» TASK DESCRIPTION
Reproduce the data below verbatim, starting at the beginning and ending at the line that contains "positive clicks: (177, 239) (209, 237)", with both of those lines included. Leave the pictures out of your answer.

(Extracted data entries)
Start of Block

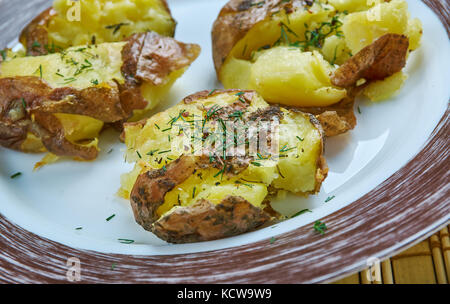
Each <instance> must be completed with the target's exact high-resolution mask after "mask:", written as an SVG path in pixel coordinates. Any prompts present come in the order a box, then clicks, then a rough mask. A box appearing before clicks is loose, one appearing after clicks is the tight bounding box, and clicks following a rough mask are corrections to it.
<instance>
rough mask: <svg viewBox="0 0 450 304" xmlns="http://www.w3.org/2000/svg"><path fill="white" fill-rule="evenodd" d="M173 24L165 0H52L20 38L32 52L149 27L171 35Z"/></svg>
mask: <svg viewBox="0 0 450 304" xmlns="http://www.w3.org/2000/svg"><path fill="white" fill-rule="evenodd" d="M78 14H79V15H78ZM175 26H176V22H175V20H173V18H172V16H171V14H170V10H169V7H168V5H167V2H166V0H115V1H111V0H80V1H78V2H75V1H72V2H70V1H66V0H55V1H54V2H53V7H51V8H49V9H47V10H45V11H44V12H42V13H41V14H40V15H39V16H38V17H36V18H35V19H34V20H33V21H32V22H31V23H30V24H29V25H27V26H26V27H25V29H24V30H23V31H22V34H21V36H20V42H21V43H22V44H23V45H24V46H25V48H26V49H27V54H28V55H32V56H36V55H45V54H48V53H54V52H60V51H61V50H64V49H66V48H69V47H71V46H77V45H87V44H100V43H104V42H119V41H122V40H124V39H125V38H127V37H130V36H131V35H132V34H135V33H144V32H149V31H153V32H156V33H158V34H160V35H163V36H170V37H173V36H174V33H175Z"/></svg>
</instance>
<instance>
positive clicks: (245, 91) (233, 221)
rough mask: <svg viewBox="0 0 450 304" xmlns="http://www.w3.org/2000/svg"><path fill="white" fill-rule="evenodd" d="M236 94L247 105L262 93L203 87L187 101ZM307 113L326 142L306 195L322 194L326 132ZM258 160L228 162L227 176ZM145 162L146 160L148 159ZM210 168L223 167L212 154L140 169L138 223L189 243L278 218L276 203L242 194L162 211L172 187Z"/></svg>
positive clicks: (177, 239) (209, 237)
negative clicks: (308, 190) (218, 162)
mask: <svg viewBox="0 0 450 304" xmlns="http://www.w3.org/2000/svg"><path fill="white" fill-rule="evenodd" d="M236 93H243V94H240V95H239V98H241V99H243V100H244V101H245V103H243V104H242V105H243V106H244V108H245V107H249V106H250V105H251V101H252V100H253V99H254V98H256V97H257V93H256V92H254V91H241V90H214V91H201V92H197V93H194V94H192V95H190V96H187V97H186V98H184V99H183V101H182V102H181V104H186V105H190V104H192V103H195V102H196V101H199V100H202V99H208V98H214V97H215V96H216V95H217V96H220V95H222V94H227V95H230V96H236ZM237 98H238V97H237V96H236V99H237ZM292 111H294V110H292ZM289 112H290V111H285V112H282V111H281V110H280V108H279V107H277V106H269V105H267V107H262V108H258V109H257V110H252V112H251V113H250V114H249V115H248V118H247V119H249V120H258V119H262V118H264V119H268V120H269V119H270V118H271V117H273V116H279V115H280V116H281V117H279V118H280V119H281V118H282V116H283V115H289V114H287V113H289ZM295 112H297V113H300V111H299V110H295ZM283 113H284V114H283ZM302 114H303V113H302ZM219 115H220V114H219ZM303 115H305V117H306V118H307V119H309V122H310V123H311V124H312V125H313V127H314V128H316V129H317V130H318V131H319V133H320V142H318V143H319V149H318V152H317V153H318V155H317V156H315V159H316V161H317V163H316V168H315V175H314V178H315V187H314V188H313V189H311V191H310V192H305V193H302V194H306V193H317V192H318V191H319V190H320V186H321V183H322V181H323V180H324V179H325V178H326V176H327V173H328V167H327V164H326V161H325V158H324V157H323V131H322V127H321V125H320V123H319V121H318V120H317V119H316V117H315V116H314V115H311V114H303ZM151 124H152V123H151ZM126 125H127V126H128V125H129V126H141V127H144V126H145V125H147V121H140V122H137V123H127V124H126ZM136 149H137V148H136ZM141 153H142V151H141ZM247 158H248V159H247ZM252 160H253V158H251V157H249V156H245V157H241V158H239V159H238V158H236V157H233V158H231V159H226V160H223V161H224V162H225V163H227V166H226V167H227V168H230V170H226V172H225V174H226V175H227V176H236V175H239V174H240V173H241V172H243V171H244V170H245V169H246V168H248V166H249V163H250V162H251V161H252ZM143 162H144V163H145V159H144V160H143ZM222 166H223V165H222ZM208 168H215V169H220V168H221V166H217V163H216V162H215V161H213V162H211V159H210V158H209V157H208V156H206V155H203V156H188V155H181V156H180V157H179V158H178V159H176V160H174V161H172V162H169V163H168V164H167V165H165V166H164V167H163V168H162V169H149V167H147V166H145V167H142V168H141V169H139V170H140V171H139V172H140V173H139V175H138V177H137V179H136V181H135V182H134V185H133V187H132V190H131V191H130V203H131V207H132V210H133V213H134V216H135V219H136V222H137V223H138V224H139V225H141V226H142V227H143V228H144V229H146V230H148V231H151V232H153V233H154V234H155V235H157V236H158V237H159V238H161V239H163V240H165V241H167V242H170V243H189V242H201V241H210V240H215V239H220V238H224V237H229V236H234V235H238V234H241V233H244V232H248V231H251V230H254V229H256V228H258V227H260V226H262V225H263V224H265V223H268V222H269V221H271V220H272V219H274V216H275V217H276V216H277V215H276V213H275V212H273V213H270V207H269V208H267V206H266V207H263V206H264V205H261V207H257V206H256V205H253V204H252V203H250V202H249V201H248V200H246V199H244V198H243V197H242V196H237V195H229V196H223V198H222V197H220V201H219V202H217V201H216V202H215V203H212V202H211V201H209V200H208V199H198V200H196V201H195V202H192V204H190V205H187V206H186V205H183V206H182V205H181V202H180V200H179V201H178V204H179V205H177V204H176V203H175V205H174V207H171V209H170V211H169V212H167V213H165V211H161V209H160V207H161V206H163V205H164V204H165V203H170V204H172V203H173V202H169V201H167V197H166V195H167V194H168V193H169V192H170V191H172V190H175V189H177V188H178V187H180V185H181V184H183V183H184V182H185V181H187V180H188V178H190V177H191V176H193V175H195V174H196V172H198V171H199V170H202V169H208ZM278 216H279V215H278Z"/></svg>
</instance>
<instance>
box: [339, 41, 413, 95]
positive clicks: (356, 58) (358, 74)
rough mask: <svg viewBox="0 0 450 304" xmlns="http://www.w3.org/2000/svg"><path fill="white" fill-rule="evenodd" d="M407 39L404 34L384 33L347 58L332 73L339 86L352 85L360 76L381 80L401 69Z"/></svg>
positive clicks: (406, 43) (369, 78) (401, 68)
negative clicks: (379, 36)
mask: <svg viewBox="0 0 450 304" xmlns="http://www.w3.org/2000/svg"><path fill="white" fill-rule="evenodd" d="M408 47H409V40H408V38H407V37H406V36H403V35H398V34H386V35H384V36H381V37H380V38H378V39H377V40H376V41H375V42H373V43H372V44H370V45H368V46H367V47H365V48H363V49H362V50H361V51H359V52H358V53H357V54H356V55H355V56H353V57H351V58H350V59H349V60H347V61H346V62H345V63H344V64H343V65H342V66H340V67H339V68H338V69H337V70H336V71H335V72H334V73H333V75H332V77H331V82H332V83H333V84H334V85H336V86H340V87H350V86H354V85H355V84H356V82H357V81H358V80H360V79H361V78H364V79H366V80H367V81H369V80H383V79H384V78H386V77H389V76H391V75H393V74H395V73H397V72H399V71H401V70H402V69H403V67H404V66H405V64H406V54H407V52H408Z"/></svg>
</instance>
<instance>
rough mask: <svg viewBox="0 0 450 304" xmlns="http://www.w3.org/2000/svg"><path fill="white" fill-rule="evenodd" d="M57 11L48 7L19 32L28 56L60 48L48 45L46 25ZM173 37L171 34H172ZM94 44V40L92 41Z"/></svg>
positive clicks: (37, 54)
mask: <svg viewBox="0 0 450 304" xmlns="http://www.w3.org/2000/svg"><path fill="white" fill-rule="evenodd" d="M161 2H162V4H163V5H164V7H165V8H166V10H167V12H168V13H169V15H171V12H170V8H169V5H168V4H167V1H166V0H161ZM56 14H57V12H56V11H55V10H54V9H53V8H52V7H50V8H48V9H46V10H45V11H43V12H42V13H41V14H39V15H38V16H37V17H36V18H34V19H33V20H32V21H31V22H30V23H29V24H28V25H27V26H26V27H25V28H24V29H23V30H22V32H21V34H20V36H19V41H20V43H22V44H23V45H24V46H25V49H26V51H27V55H28V56H41V55H46V54H48V53H49V52H50V53H51V52H59V51H61V49H60V48H59V47H58V46H55V45H50V44H49V38H48V31H47V25H48V23H49V21H50V20H51V18H52V17H53V16H55V15H56ZM172 20H173V22H174V23H176V22H175V20H174V19H173V18H172ZM172 37H173V35H172ZM93 44H95V41H93Z"/></svg>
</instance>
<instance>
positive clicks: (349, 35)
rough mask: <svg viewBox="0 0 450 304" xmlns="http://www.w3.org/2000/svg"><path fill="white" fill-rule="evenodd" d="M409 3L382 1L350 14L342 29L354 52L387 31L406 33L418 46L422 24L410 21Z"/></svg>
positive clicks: (357, 51)
mask: <svg viewBox="0 0 450 304" xmlns="http://www.w3.org/2000/svg"><path fill="white" fill-rule="evenodd" d="M409 18H410V17H409V12H408V4H407V3H406V1H404V0H392V1H390V2H386V3H380V4H377V5H375V6H374V7H372V8H370V9H369V10H367V11H363V12H357V13H352V14H349V15H348V16H347V17H346V18H345V19H344V25H343V26H342V30H343V32H344V35H345V41H346V43H347V46H348V48H349V49H350V50H351V51H352V53H353V54H356V53H357V52H359V51H360V50H361V49H362V48H364V47H366V46H368V45H369V44H371V43H372V42H374V41H375V40H376V39H377V38H379V37H381V36H383V35H384V34H387V33H393V34H404V35H407V36H408V37H411V38H412V43H411V45H412V46H413V48H412V49H414V47H417V45H418V40H420V37H418V34H417V33H420V32H421V25H420V23H418V22H417V21H409Z"/></svg>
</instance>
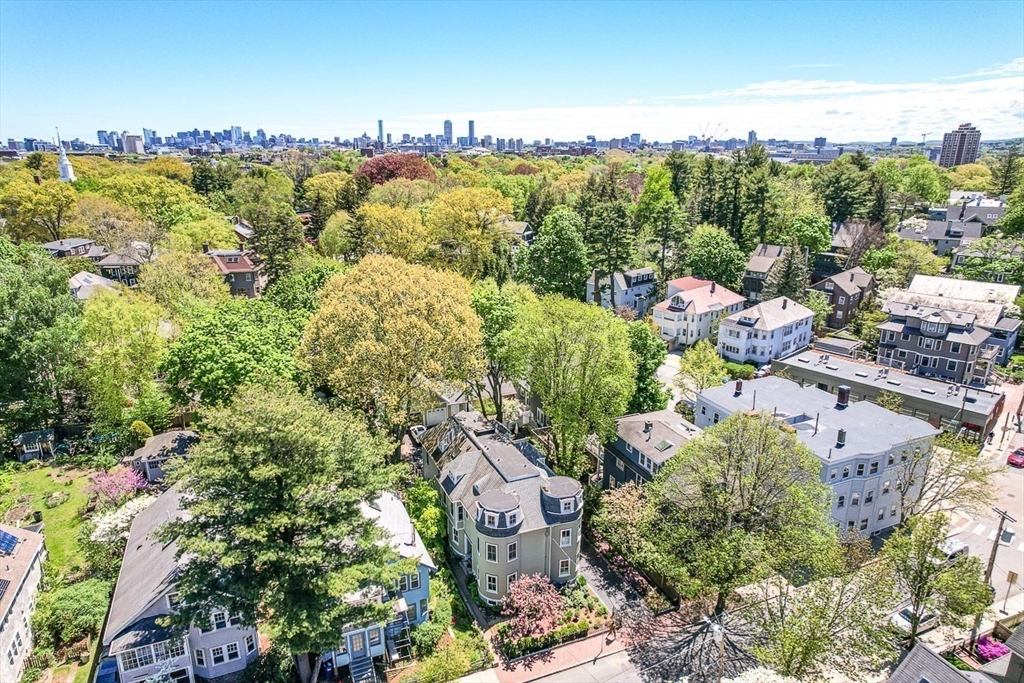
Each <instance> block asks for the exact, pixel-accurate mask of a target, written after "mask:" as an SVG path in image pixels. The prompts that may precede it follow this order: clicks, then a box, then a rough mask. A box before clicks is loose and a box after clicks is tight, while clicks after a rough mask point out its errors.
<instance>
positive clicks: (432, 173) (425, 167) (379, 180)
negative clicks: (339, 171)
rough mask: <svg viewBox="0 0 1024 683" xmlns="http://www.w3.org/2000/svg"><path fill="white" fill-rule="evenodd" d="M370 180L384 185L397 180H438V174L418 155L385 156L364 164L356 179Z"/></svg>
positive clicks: (378, 157) (432, 180) (395, 155)
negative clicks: (365, 178) (391, 180)
mask: <svg viewBox="0 0 1024 683" xmlns="http://www.w3.org/2000/svg"><path fill="white" fill-rule="evenodd" d="M360 176H364V177H367V178H370V181H371V182H373V183H374V184H375V185H383V184H384V183H385V182H387V181H388V180H394V179H395V178H409V179H410V180H430V181H433V180H436V179H437V173H435V172H434V167H433V166H431V165H430V164H429V163H427V160H426V159H424V158H423V157H419V156H417V155H384V156H382V157H374V158H373V159H368V160H367V161H366V162H364V164H362V166H360V167H359V170H357V171H356V172H355V177H356V178H358V177H360Z"/></svg>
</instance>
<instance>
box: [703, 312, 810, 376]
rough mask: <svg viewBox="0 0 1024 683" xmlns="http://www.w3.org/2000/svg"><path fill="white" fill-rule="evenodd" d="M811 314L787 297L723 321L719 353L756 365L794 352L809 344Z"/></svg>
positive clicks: (765, 362) (719, 353)
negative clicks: (755, 364) (755, 363)
mask: <svg viewBox="0 0 1024 683" xmlns="http://www.w3.org/2000/svg"><path fill="white" fill-rule="evenodd" d="M813 319H814V312H813V311H812V310H811V309H810V308H807V307H806V306H802V305H800V304H799V303H797V302H796V301H793V300H791V299H787V298H786V297H778V298H776V299H771V300H770V301H763V302H761V303H759V304H758V305H756V306H753V307H751V308H748V309H746V310H741V311H739V312H737V313H733V314H732V315H729V316H728V317H725V318H722V322H721V323H720V324H719V326H718V352H719V354H720V355H722V356H723V357H725V358H728V359H729V360H734V361H736V362H745V361H748V360H752V361H754V362H756V364H758V365H762V364H766V362H769V361H771V360H772V359H774V358H779V357H782V356H785V355H790V354H791V353H796V352H797V351H800V350H801V349H803V348H805V347H806V346H807V345H808V344H809V343H810V342H811V323H812V321H813Z"/></svg>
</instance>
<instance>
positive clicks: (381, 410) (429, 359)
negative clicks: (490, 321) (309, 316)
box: [299, 255, 483, 427]
mask: <svg viewBox="0 0 1024 683" xmlns="http://www.w3.org/2000/svg"><path fill="white" fill-rule="evenodd" d="M299 357H300V358H301V366H302V369H303V370H306V371H308V372H309V373H310V374H311V377H312V378H313V380H314V381H315V382H317V383H319V384H321V385H322V386H325V387H329V388H330V389H331V390H332V391H333V392H334V393H335V394H336V395H337V396H338V397H339V398H340V399H341V400H343V401H344V402H346V403H348V404H350V405H352V407H353V408H356V409H358V410H361V411H364V412H365V413H366V414H367V415H368V417H369V419H370V420H371V421H372V422H373V423H374V424H376V425H378V426H381V427H391V426H395V425H401V424H408V423H409V422H408V421H409V419H410V418H411V417H412V416H414V415H416V414H417V413H419V412H421V411H422V410H424V409H425V408H426V407H427V405H428V404H430V402H431V401H432V400H433V395H434V392H435V391H438V390H442V389H443V388H445V387H447V386H451V385H461V386H466V384H467V383H468V382H469V381H470V380H471V379H472V378H474V377H479V376H480V374H481V373H482V370H483V354H482V352H481V337H480V318H479V317H478V316H477V314H476V313H475V312H474V311H473V308H472V307H471V306H470V288H469V283H467V282H466V281H465V280H464V279H462V278H461V276H459V275H458V274H456V273H452V272H441V271H437V270H433V269H431V268H428V267H426V266H422V265H413V264H409V263H406V262H404V261H401V260H399V259H396V258H393V257H390V256H378V255H371V256H367V257H366V258H364V259H362V260H361V261H359V262H358V263H357V264H356V265H354V266H352V267H351V268H350V269H349V270H347V271H345V272H343V273H341V274H338V275H335V276H334V278H332V279H331V280H329V281H328V283H327V285H326V286H325V288H324V290H323V295H322V299H321V307H319V309H318V310H317V311H316V312H315V313H313V315H312V317H310V318H309V324H308V325H307V326H306V331H305V335H303V337H302V344H301V347H300V349H299Z"/></svg>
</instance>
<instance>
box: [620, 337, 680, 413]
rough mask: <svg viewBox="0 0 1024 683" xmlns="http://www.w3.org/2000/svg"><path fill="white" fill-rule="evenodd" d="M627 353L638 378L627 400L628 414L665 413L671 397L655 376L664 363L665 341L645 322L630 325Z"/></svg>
mask: <svg viewBox="0 0 1024 683" xmlns="http://www.w3.org/2000/svg"><path fill="white" fill-rule="evenodd" d="M629 333H630V350H631V351H632V352H633V357H634V358H635V359H636V366H637V379H636V386H635V387H634V389H633V396H631V397H630V404H629V405H628V407H627V409H626V412H627V413H652V412H654V411H664V410H665V408H666V405H668V404H669V397H670V394H669V392H668V391H666V390H665V385H664V384H663V383H662V380H660V379H659V378H658V376H657V369H658V368H660V367H662V364H663V362H665V358H666V357H667V356H668V355H669V352H668V351H667V350H666V348H665V342H663V341H662V338H660V337H658V336H657V328H656V327H654V326H652V325H651V324H650V323H648V322H647V321H635V322H633V323H630V324H629Z"/></svg>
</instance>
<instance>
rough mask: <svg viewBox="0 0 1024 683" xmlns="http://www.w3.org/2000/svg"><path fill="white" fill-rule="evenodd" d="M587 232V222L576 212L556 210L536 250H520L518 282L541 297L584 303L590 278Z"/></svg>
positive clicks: (545, 221)
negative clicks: (587, 281) (553, 294)
mask: <svg viewBox="0 0 1024 683" xmlns="http://www.w3.org/2000/svg"><path fill="white" fill-rule="evenodd" d="M583 229H584V225H583V219H581V218H580V216H579V214H577V213H575V212H574V211H572V209H569V208H568V207H557V208H556V209H554V210H553V211H552V212H551V213H549V214H548V216H547V218H545V219H544V225H542V226H541V229H540V233H539V234H538V238H537V240H536V241H535V242H534V244H532V246H530V247H525V248H522V249H520V250H519V254H518V257H517V259H518V268H517V270H516V278H517V279H518V280H520V281H521V282H524V283H528V284H529V285H530V287H532V288H534V291H535V292H537V293H538V294H541V295H544V294H560V295H561V296H563V297H566V298H569V299H580V300H582V299H583V298H584V297H585V296H586V291H587V278H589V276H590V258H589V256H588V255H587V245H586V244H585V243H584V241H583Z"/></svg>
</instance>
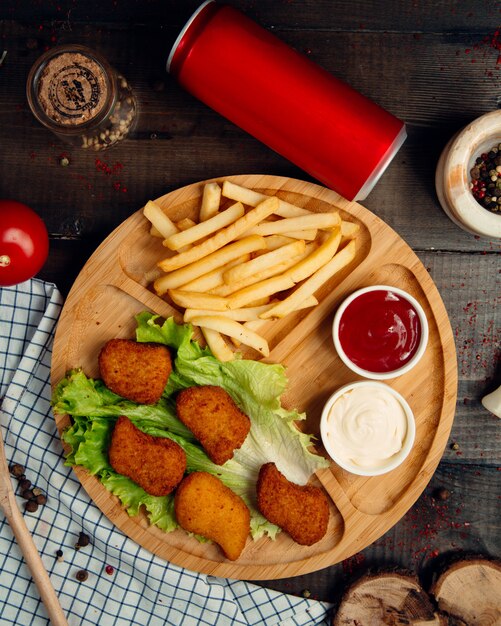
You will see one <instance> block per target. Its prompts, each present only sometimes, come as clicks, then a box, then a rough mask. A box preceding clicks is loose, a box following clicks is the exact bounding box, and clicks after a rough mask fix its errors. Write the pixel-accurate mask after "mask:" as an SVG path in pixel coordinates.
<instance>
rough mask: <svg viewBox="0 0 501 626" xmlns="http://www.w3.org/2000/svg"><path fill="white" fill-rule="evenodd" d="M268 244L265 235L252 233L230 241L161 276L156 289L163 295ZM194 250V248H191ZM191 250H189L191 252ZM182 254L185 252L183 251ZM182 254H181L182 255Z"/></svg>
mask: <svg viewBox="0 0 501 626" xmlns="http://www.w3.org/2000/svg"><path fill="white" fill-rule="evenodd" d="M265 246H266V242H265V240H264V237H259V236H258V235H251V236H250V237H246V238H245V239H239V240H238V241H234V242H233V243H229V244H228V245H227V246H224V247H223V248H219V250H216V251H215V252H212V253H211V254H209V255H207V256H206V257H205V258H202V259H200V260H198V261H195V262H194V263H191V264H190V265H186V266H184V267H180V268H179V269H177V270H174V271H172V272H169V273H168V274H166V275H165V276H161V277H160V278H158V279H157V280H156V281H155V283H154V285H153V286H154V289H155V291H156V292H157V294H158V295H159V296H161V295H163V294H164V293H165V292H166V291H167V289H176V288H177V287H181V286H182V285H185V284H186V283H189V282H191V281H193V280H195V279H196V278H199V277H200V276H203V275H204V274H206V273H207V272H210V271H212V270H213V269H216V268H217V267H221V266H223V265H226V264H227V263H230V262H231V261H233V260H234V259H236V258H238V257H240V256H242V255H243V254H248V253H249V252H253V251H254V250H260V249H262V248H264V247H265ZM191 250H193V248H191ZM191 250H189V252H191ZM181 254H185V253H184V252H182V253H181ZM181 254H180V255H179V256H181Z"/></svg>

End of Block

» RESULT BELOW
Each <instance> must be completed with the target's exact high-resolution mask after "mask:", written as an SVG path in pixel coordinates. Any prompts present come in the order a box, then clicks, then a rough mask. A box appearing before clicks is loose, one appearing after clicks is the tight bounding box, and clicks following a rough mask are corrections to it.
<instance>
rough mask: <svg viewBox="0 0 450 304" xmlns="http://www.w3.org/2000/svg"><path fill="white" fill-rule="evenodd" d="M173 24L165 0H52L20 38L32 52L149 27L171 35Z"/></svg>
mask: <svg viewBox="0 0 450 304" xmlns="http://www.w3.org/2000/svg"><path fill="white" fill-rule="evenodd" d="M78 14H79V15H78ZM175 26H176V22H175V20H173V18H172V16H171V14H170V10H169V7H168V5H167V2H166V0H115V1H111V0H80V1H78V2H75V1H72V2H70V1H66V0H55V1H54V2H53V7H51V8H49V9H47V10H45V11H44V12H42V13H41V14H40V15H39V16H38V17H36V18H35V19H34V20H33V21H32V22H31V23H30V24H29V25H27V26H26V27H25V29H24V30H23V31H22V34H21V36H20V42H21V43H22V44H23V45H24V46H25V48H26V49H27V54H28V55H32V56H36V55H45V54H48V53H54V52H60V51H61V50H64V49H66V48H69V47H71V46H77V45H87V44H100V43H104V42H119V41H122V40H124V39H125V38H127V37H130V36H131V35H132V34H135V33H144V32H149V31H153V32H156V33H158V34H160V35H163V36H170V37H173V36H174V33H175Z"/></svg>
</instance>
<instance>
positive clicks: (245, 91) (233, 221)
rough mask: <svg viewBox="0 0 450 304" xmlns="http://www.w3.org/2000/svg"><path fill="white" fill-rule="evenodd" d="M236 94L247 105L262 93L203 87L187 101ZM307 113L326 142L306 195L322 194L326 132ZM258 160L228 162L227 176ZM145 162L146 160L148 159ZM210 168L223 167L212 154L140 169L138 223L189 243L278 218L276 203L242 194L162 211L172 187Z"/></svg>
positive clicks: (177, 239) (209, 237)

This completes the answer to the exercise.